[Opening Excerpted data section]
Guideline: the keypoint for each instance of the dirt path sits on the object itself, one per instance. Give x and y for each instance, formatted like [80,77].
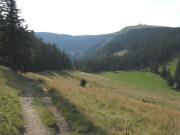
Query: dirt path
[32,119]
[64,129]
[34,125]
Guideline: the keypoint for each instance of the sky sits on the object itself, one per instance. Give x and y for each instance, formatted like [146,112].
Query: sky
[92,17]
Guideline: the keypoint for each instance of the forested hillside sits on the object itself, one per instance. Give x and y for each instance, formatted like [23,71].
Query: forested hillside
[75,46]
[20,49]
[143,46]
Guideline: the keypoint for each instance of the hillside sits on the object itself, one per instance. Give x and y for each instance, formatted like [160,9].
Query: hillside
[135,47]
[111,103]
[115,101]
[75,45]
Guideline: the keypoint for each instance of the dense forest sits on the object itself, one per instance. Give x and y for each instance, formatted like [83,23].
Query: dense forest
[20,49]
[145,46]
[77,47]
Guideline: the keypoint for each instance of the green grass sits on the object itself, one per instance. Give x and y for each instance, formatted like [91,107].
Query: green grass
[11,117]
[115,101]
[46,116]
[145,82]
[121,53]
[76,120]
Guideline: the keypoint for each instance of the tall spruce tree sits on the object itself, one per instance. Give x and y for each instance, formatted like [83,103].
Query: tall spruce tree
[170,79]
[17,39]
[177,73]
[163,72]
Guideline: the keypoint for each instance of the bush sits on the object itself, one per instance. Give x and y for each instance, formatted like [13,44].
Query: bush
[83,83]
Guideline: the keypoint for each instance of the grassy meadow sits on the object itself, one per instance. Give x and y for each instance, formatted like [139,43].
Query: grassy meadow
[11,117]
[138,102]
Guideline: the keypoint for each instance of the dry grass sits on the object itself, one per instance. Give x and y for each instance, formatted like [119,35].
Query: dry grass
[115,106]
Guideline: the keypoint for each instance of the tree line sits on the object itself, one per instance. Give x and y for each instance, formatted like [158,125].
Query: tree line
[20,49]
[172,81]
[145,47]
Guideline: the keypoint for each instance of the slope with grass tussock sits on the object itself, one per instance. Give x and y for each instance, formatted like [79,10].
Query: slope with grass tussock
[114,103]
[11,117]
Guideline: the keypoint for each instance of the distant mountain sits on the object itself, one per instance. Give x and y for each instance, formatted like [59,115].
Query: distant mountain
[139,35]
[76,46]
[135,47]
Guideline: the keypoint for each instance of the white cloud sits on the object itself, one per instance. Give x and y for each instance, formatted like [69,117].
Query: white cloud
[97,16]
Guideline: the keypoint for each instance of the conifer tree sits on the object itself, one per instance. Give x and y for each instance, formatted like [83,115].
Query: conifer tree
[163,72]
[177,73]
[170,80]
[17,39]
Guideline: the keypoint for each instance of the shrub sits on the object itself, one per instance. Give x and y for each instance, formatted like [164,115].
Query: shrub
[83,83]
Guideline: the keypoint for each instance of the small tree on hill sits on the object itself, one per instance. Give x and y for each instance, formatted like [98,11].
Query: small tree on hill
[177,73]
[170,80]
[163,72]
[83,83]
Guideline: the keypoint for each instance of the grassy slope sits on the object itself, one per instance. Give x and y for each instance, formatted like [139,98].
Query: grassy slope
[113,101]
[172,63]
[11,118]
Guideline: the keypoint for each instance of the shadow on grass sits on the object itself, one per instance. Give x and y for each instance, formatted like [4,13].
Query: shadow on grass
[75,119]
[55,73]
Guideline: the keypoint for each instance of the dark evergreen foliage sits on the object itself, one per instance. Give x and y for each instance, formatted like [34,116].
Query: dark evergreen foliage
[170,79]
[145,47]
[83,83]
[20,49]
[164,72]
[177,73]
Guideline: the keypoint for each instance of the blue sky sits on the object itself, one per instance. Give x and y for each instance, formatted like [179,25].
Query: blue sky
[79,17]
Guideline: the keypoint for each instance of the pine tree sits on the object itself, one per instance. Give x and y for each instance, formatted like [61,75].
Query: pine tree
[163,72]
[18,40]
[177,73]
[178,84]
[170,80]
[156,68]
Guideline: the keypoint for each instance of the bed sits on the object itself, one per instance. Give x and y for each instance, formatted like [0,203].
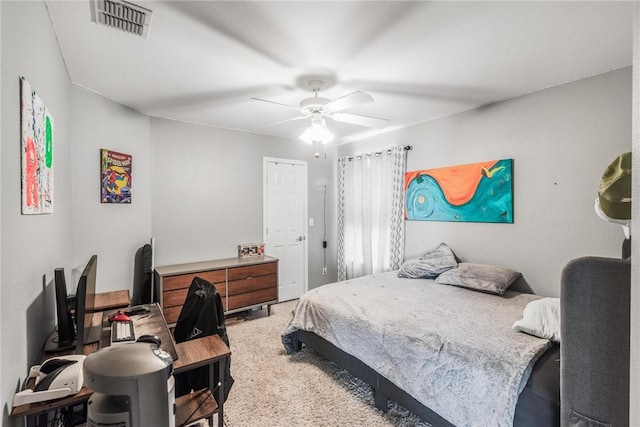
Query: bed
[447,353]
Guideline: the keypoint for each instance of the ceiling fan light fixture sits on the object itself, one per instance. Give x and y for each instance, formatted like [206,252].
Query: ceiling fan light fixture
[317,132]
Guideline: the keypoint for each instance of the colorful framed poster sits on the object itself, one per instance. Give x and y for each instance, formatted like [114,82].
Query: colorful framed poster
[115,181]
[36,128]
[475,192]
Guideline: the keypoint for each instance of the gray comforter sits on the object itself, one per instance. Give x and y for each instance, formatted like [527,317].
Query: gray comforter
[452,349]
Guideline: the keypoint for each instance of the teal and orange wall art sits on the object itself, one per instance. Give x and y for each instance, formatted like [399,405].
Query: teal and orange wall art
[474,192]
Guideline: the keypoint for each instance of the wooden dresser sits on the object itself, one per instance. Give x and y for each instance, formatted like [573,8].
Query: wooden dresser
[243,283]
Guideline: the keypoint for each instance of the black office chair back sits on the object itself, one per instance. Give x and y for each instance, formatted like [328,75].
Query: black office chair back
[142,277]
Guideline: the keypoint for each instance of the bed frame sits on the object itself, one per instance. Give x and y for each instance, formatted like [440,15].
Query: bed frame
[383,389]
[595,313]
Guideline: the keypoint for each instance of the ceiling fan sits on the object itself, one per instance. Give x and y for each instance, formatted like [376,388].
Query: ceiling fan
[318,108]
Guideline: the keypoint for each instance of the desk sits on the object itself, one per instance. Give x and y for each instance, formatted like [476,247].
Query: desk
[189,355]
[111,300]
[Closing Excerpted data section]
**Problem requirements:**
Write out exactly, and only, each line from the one with "Guideline: the keypoint for each instance of the bed frame" down to the last line of the records above.

**Expected answer:**
Guideline: the keypoint for each instance of the bed frame sits on the object itself, one per instance. Give x and y for each instance, formatted like [440,15].
Query: bed frame
[383,389]
[595,313]
Guideline: the keypoint for each instance of the ceiling fan sits on the object itself, one per instance. Give x and y for each instance, formatted like [376,388].
Query: ceiling fan
[318,108]
Guideline: the keypoint for each instance of the desk sits on the object itself, one per instance. Give x and y for each instance, formatted like [476,247].
Query: desk
[189,355]
[111,300]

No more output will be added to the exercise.